# Excerpt to read start

Cacophonic loops. Dyspeptic lyrics. Abrasive vocals. These are the calling cards of industrial music, the anti-establishment genre that made its mark by bridging art-rock with aggression, oblique synths with sturm und drang. Peaking in the 90s, the often socially incestuous scene yielded countless side projects (largely around Ministry), a palpable half-life (see White Zombie), and one enduring, mainstream breakout (Nine Inch Nails’ Trent Reznor).

“Industrial” may be a convenient shorthand for the genre’s hard-synth sound, however, the term refers to the Industrial Records imprint created in the mid-70s by Throbbing Gristle, its avant-garde forbearers. One of the label’s artists, Monte Cazazza, suggested they adopt the slogan “Industrial music for industrial people,” and so begat a new genre.

Though now associated with rage, the roots of industrial music were far more heady. A countercultural movement founded on anti-melodic, ambient sounds (with a dotted line to Kraftwerk’s tech-savvy futurism), industrial music dismantled the shiny beats associated with disco and later new wave confections. At the time, bands such as UK’s Throbbing Gristle and Cabaret Voltaire, as well as Einstürzende Neubauten (featuring Blixa Bargeld, later of Nick Cave And The Bad Seeds), made intriguing sounds. Yet it’s debatable whether their looping, atonal creations constituted songs.

What they lacked in hooks, however, they made up for through performance. Throbbing Gristle, in particular, offered provocative visual installations alongside their music, including hardcore porn and used tampons, inspiring one member of Parliament to famously anoint them “wreckers of civilization.”

If Throbbing Gristle unwittingly created industrial music, Skinny Puppy – their overachieving protégées, whose first show was, fittingly, at an art show – jump-started it in the 80s. A proto-Skinny Puppy, then-named Hell ‘O’ Death Day, even opened for the duo Chris & Cosey, both former Throbbing Gristle members. The Vancouver group, in kind, noodled these aesthetics into a highly influential, gothy electro-industrial sound.

Their ominous music, written by multi-instrumentalists cEvin Key and the late Dwayne Goettel (replacing Bill Leeb, who left in the band’s infancy, to start Front Line Assembly), soundtracked the fake-blood-soaked performances of frontman Kevin “Nivek Ogre” Ogilvie, who sang in an unmistakable robo-growl. Inspired by horror films and animal-rights activism, their live shows and videos were banned years before Marilyn Manson, who would later emulate Skinny Puppy’s vocals and theatrics.

# Excerpt to read end
# Dataset rows start

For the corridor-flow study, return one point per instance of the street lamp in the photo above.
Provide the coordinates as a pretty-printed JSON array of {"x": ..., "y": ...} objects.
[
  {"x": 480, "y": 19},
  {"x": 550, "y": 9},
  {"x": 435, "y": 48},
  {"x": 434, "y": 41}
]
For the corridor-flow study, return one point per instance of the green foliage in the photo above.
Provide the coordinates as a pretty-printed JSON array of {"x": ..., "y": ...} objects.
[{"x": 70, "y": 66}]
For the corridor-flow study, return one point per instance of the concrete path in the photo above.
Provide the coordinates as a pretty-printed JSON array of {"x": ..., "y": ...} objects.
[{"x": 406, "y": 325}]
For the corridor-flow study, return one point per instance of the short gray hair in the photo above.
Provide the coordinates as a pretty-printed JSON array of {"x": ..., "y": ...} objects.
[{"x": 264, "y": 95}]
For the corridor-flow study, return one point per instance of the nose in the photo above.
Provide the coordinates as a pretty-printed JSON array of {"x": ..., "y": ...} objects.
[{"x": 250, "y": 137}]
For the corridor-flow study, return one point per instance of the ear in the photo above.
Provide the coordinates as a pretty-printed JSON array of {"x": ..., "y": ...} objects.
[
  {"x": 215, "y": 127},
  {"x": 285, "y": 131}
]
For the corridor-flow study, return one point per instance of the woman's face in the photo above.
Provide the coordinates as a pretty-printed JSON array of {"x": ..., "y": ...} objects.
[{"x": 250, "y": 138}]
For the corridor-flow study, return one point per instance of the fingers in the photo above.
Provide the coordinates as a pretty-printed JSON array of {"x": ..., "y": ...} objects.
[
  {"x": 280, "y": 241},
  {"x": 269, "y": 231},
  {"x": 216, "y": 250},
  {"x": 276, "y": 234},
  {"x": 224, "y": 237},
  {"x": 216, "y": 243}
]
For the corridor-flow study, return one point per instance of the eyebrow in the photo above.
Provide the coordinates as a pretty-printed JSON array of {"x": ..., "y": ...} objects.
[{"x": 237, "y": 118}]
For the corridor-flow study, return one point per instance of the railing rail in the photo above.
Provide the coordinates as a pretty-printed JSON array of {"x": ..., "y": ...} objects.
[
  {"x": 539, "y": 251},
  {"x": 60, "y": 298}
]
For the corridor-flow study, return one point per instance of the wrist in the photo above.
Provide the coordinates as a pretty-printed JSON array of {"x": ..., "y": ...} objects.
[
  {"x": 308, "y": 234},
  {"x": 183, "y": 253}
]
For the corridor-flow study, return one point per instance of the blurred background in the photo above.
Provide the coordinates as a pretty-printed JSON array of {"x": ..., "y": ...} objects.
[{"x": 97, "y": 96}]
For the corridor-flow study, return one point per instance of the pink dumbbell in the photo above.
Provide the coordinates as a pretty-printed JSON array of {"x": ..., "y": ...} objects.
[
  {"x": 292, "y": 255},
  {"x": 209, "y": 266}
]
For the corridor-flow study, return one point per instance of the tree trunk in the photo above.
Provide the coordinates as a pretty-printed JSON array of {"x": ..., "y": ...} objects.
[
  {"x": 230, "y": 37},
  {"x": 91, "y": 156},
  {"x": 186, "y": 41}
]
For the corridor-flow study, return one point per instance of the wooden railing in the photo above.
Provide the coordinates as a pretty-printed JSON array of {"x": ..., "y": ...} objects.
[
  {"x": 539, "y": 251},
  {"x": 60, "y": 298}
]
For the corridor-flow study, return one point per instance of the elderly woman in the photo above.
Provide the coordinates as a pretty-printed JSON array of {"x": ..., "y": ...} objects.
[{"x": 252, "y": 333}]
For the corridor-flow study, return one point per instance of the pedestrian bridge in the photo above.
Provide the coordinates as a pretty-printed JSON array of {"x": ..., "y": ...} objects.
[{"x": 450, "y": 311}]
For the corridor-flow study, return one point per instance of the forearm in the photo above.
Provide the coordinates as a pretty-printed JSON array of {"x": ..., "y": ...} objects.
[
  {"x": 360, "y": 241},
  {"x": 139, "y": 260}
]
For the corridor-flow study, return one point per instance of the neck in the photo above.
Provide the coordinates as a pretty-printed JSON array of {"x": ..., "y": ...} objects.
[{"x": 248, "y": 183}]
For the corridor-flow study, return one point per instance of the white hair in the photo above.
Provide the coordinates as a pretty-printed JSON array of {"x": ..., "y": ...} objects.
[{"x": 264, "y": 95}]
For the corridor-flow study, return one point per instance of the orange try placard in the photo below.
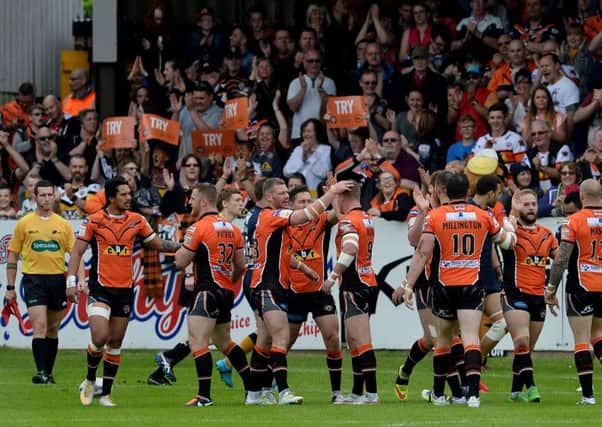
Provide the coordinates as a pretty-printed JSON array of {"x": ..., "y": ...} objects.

# Dataset rows end

■ Requests ■
1 - According to the excerpt on industrial music, who suggested the slogan "Industrial music for industrial people"?
2 - Pick up the excerpt on industrial music right after its final sentence and carry it forward.

■ Answers to the exercise ■
1 - Monte Cazazza, one of the Industrial Records label's artists, suggested it.

2 -
The actual industrial revolution, if you will, began around 1987, when Ministry’s Al Jourgensen, a new-wave musician rethinking his sound, met Ogre. Calling themselves PTP, they recorded the glitchy, dystopian-dance track “Show Me Your Spine,” which landed on the RoboCop soundtrack.

In Ministry’s new incarnation (now creatively partnered with bassist-songwriter Paul Barker), Jourgensen’s once-bright vocals grew guttural. He invited Ogre on tour and later asked him to contribute vocals to 1989’s The Mind Is A Terrible Thing To Taste, which fatefully filtered industrial sounds through metal riffs. The Skinny Puppy vocalist ended up co-writing the album’s standout track, “Thieves,” and, to the annoyance of his bandmates, Ogre invited the Ministry frontman into the studio while recording Skinny Puppy’s 1989 album, Rabies, which would adopt a harder sound.

Their bubbling following, in kind, drew attention to overlooked industrial music pioneers such as the cultish Godflesh, the militant Slovenian Laibach, and the guitar-heavy KMFDM. The emerging scene would likewise bolster more club-friendly groups such as Nitzer Ebb, Meat Beat Manifesto, Front 242, and My Life With The Thrill Kill Kult – whose frontman, Frankie “Groovie Man” Nardiello, had collaborated with Jourgensen in his new wave days.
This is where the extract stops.